Neue Schlacht im Kampf um Arbeitsrechte in Griechenland
17. Dezember 2015 | Georg Brzoska
Der Kampf um die Arbeitsverhältnisse geht in eine neue Runde. Der “Konsultationsprozess” zum griechischen Arbeitsrecht, der im dritten Memorandum festgelegt wurde, hat gerade begonnen.
Wie hat die Troika die griechischen Lohnabhängigen in die Knie gezwungen?
Die Senkung der Löhne konnte wesentlich dadurch durchgesetzt werden, dass das Tarifvertragssystem radikal verändert wurde. Das Günstigkeitsprinzip und die Allgemeinverbindlichkeit von Tarifverträgen wurden abgeschafft. Eingeführt wurde ein Recht von nicht-gewerkschaftlichen Vertretungen, betriebliche Tarifverträge abzuschließen. Das führte dazu, dass 70 Prozent der Tarifverträge von nicht-gewerkschaftlichen Vertretungen abgeschlossen werden. All dies hat die Internationale Arbeitsorganisation ILO immer wieder kritisiert. Vor der Krise war die Tarifbindung sehr hoch. Heute gilt nur noch für wenige abhängig Arbeitende ein Flächentarifvertrag (siehe Tarifsystem Griechenland, Friedrich-Ebert-Stiftung, September 2015).

◆ **Gelieferte Datensätze**
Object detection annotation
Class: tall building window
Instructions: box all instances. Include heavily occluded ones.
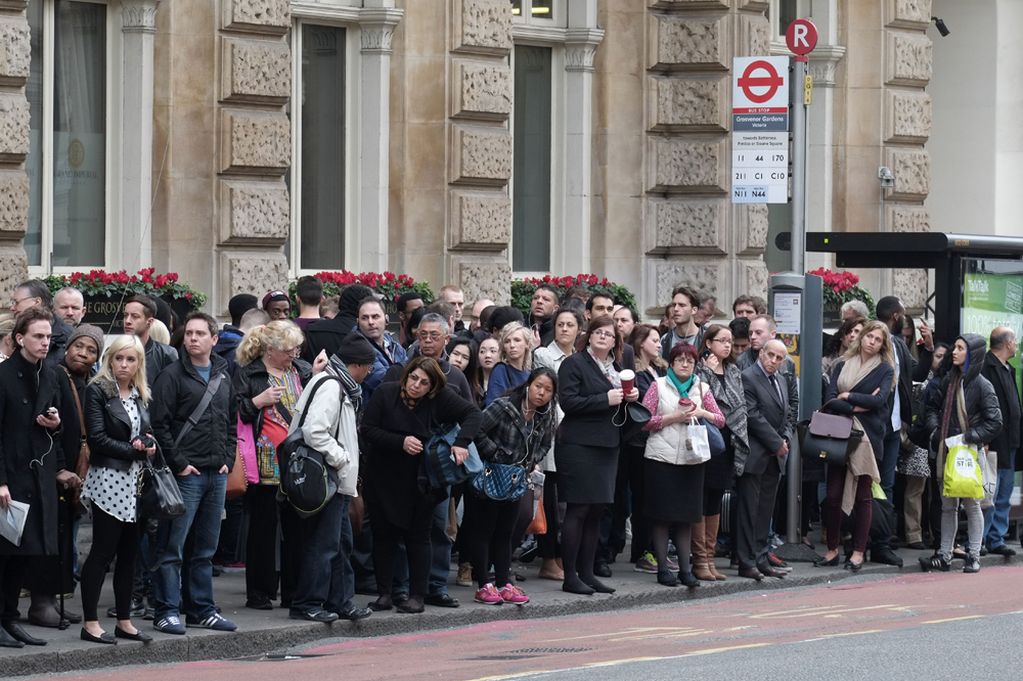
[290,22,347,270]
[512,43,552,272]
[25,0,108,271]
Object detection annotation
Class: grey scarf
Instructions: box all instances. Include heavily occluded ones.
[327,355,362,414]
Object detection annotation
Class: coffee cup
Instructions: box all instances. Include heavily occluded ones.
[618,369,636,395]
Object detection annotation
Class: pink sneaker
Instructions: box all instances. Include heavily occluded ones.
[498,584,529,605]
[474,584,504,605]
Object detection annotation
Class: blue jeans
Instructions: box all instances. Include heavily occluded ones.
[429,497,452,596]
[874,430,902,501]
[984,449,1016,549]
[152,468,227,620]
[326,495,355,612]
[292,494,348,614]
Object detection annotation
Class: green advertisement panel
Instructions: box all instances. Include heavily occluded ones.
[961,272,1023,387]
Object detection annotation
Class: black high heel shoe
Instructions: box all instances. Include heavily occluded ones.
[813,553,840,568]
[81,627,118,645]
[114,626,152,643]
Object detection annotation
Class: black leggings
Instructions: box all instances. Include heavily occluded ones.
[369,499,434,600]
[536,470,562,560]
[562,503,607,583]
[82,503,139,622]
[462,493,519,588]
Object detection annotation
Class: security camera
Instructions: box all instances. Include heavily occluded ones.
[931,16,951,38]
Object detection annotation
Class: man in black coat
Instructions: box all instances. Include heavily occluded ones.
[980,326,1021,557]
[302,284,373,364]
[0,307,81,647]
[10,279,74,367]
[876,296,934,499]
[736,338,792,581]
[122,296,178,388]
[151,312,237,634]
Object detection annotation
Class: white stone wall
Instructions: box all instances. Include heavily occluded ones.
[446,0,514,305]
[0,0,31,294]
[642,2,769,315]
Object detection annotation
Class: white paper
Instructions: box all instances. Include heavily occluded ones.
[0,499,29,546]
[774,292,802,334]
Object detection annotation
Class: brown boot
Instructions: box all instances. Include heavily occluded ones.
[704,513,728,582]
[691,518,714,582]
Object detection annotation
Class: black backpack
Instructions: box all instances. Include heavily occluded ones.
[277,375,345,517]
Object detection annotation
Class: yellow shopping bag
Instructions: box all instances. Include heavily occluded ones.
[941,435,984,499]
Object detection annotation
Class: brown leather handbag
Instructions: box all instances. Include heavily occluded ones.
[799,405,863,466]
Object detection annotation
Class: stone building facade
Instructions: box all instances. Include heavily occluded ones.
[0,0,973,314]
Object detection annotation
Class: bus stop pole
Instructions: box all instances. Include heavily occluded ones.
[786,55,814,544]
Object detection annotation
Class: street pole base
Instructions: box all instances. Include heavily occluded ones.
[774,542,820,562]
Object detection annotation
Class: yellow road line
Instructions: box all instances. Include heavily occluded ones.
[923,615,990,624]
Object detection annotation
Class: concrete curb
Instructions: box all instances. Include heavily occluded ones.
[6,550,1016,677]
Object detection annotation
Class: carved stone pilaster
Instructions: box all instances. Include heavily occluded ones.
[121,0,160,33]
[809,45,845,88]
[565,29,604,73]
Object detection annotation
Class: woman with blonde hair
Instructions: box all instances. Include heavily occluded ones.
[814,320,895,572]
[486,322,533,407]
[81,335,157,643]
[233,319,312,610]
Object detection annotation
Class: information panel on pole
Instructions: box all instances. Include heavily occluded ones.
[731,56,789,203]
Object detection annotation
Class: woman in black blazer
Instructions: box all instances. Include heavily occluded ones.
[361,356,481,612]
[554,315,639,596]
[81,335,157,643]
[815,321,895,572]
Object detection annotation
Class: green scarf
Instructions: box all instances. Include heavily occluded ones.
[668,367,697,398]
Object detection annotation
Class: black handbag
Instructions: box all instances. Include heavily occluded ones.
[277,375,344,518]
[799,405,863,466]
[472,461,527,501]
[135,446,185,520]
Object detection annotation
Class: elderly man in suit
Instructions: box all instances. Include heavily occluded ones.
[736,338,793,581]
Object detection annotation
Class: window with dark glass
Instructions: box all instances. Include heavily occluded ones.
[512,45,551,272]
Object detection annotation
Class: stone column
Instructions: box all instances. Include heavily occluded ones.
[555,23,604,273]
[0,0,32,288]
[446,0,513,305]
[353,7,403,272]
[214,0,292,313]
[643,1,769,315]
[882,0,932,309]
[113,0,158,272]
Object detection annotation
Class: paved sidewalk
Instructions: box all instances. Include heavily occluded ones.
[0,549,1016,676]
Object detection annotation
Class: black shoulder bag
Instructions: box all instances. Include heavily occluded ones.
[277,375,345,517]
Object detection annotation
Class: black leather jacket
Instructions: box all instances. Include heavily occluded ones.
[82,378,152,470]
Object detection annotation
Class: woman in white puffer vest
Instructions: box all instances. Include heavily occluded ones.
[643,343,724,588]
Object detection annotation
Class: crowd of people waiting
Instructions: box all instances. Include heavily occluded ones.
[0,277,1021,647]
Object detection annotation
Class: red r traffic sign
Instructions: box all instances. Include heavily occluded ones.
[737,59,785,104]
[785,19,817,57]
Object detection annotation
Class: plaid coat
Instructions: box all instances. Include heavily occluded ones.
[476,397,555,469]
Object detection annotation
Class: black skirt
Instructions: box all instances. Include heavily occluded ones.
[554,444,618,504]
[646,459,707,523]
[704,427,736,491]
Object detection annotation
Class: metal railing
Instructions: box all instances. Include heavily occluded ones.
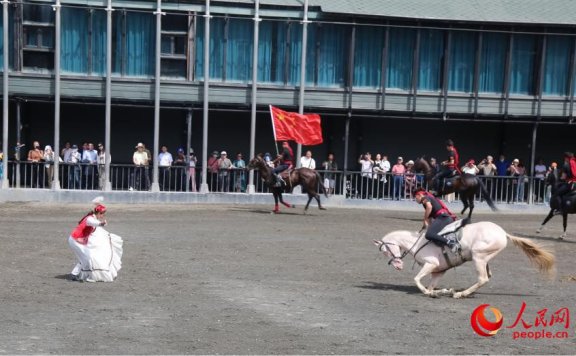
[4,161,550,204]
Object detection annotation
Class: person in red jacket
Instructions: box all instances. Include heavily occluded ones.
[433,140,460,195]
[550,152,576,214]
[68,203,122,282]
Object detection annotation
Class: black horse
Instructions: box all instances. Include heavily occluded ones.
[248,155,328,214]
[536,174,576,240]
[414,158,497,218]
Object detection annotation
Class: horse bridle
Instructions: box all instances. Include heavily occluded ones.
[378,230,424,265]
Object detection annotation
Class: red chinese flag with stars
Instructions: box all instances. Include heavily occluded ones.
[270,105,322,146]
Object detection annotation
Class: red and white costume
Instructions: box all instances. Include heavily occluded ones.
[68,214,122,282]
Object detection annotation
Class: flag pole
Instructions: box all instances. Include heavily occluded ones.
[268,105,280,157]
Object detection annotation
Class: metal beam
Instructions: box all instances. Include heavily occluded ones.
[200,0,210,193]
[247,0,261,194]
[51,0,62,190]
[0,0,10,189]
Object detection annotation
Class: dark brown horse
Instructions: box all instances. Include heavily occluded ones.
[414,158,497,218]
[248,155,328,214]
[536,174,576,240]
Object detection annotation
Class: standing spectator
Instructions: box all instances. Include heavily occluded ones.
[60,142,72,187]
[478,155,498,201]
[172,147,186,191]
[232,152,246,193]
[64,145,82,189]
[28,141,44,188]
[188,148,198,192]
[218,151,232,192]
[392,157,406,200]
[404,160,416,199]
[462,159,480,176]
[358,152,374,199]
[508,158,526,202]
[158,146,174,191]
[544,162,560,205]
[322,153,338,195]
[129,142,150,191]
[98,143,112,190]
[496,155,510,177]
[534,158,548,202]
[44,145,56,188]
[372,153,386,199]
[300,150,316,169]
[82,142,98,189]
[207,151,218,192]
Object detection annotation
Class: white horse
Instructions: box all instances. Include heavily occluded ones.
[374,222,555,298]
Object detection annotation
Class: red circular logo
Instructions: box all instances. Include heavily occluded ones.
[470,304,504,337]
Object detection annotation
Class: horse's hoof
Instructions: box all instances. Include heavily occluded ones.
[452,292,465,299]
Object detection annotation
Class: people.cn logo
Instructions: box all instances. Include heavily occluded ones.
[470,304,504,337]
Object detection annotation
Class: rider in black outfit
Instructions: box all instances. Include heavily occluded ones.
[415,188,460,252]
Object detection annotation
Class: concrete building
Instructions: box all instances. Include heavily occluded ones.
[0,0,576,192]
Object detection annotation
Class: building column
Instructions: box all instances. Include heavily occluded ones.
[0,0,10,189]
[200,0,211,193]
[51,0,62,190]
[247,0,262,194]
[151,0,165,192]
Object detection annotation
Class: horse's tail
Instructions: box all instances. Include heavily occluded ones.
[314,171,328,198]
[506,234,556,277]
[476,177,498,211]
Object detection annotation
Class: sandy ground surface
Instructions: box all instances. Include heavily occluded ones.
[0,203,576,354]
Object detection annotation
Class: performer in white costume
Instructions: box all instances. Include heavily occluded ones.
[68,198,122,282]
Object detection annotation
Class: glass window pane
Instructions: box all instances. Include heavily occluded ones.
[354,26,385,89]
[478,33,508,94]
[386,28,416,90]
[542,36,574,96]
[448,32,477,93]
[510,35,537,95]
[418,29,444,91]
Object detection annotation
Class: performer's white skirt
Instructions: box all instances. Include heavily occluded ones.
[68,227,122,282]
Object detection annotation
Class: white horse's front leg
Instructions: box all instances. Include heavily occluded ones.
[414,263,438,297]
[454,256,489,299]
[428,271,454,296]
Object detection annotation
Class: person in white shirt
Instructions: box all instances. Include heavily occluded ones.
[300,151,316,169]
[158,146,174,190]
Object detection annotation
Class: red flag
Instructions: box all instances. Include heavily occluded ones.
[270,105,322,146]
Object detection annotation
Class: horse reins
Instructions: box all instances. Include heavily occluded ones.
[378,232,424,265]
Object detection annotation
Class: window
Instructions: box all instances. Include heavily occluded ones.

◆ **Gestellte Aufgabe**
Führe den Artikel über den Kampf um Arbeitsrechte in Griechenland im Anschluss an seinen letzten Satz fort.

◆ **Ergebnis der Übung**
Der im Memorandum festgeschriebene Konsultationsprozess hat in dieser Woche begonnen. Er soll von “unabhängigen” Sachverständigen geführt werden. Er soll unter Berücksichtigung europäischer und internationaler Erfahrungen unter anderem prüfen: Massenentlassungen, Arbeitskampfmaßnahmen und Tarifverträge. Alle Beschlüsse und Entscheidungen sollen mit der Quadriga (Troika plus Europäischer Stabilitätsmechanismus ESM) abgestimmt werden.
Im Moment wird zwischen der griechischen Regierung und der Quadriga darüber verhandelt, wer die “unabhängigen Sachverständigen” sein sollen, die den Konsultationsprozess führen. Natürlich will die Quadriga nur neoliberal gesinnte Personen in diesem Gremium sehen. Jeder Sachverständige, der den Gewerkschaften nahe steht, ist für die Vertreter der Quadriga ein rotes Tuch.
Dieser Streit wird im europäischen Versuchslabor Griechenland ausgefochten werden. Die Streitkräfte sind europäische Akteure. Die europäischen Institutionen und der Internationale Währungsfonds, Technokraten des Kapitals, haben sich schon lange gut vorbereitet. Wie sieht es mit den Vertretern der arbeitenden Menschen, den Gewerkschaften aus?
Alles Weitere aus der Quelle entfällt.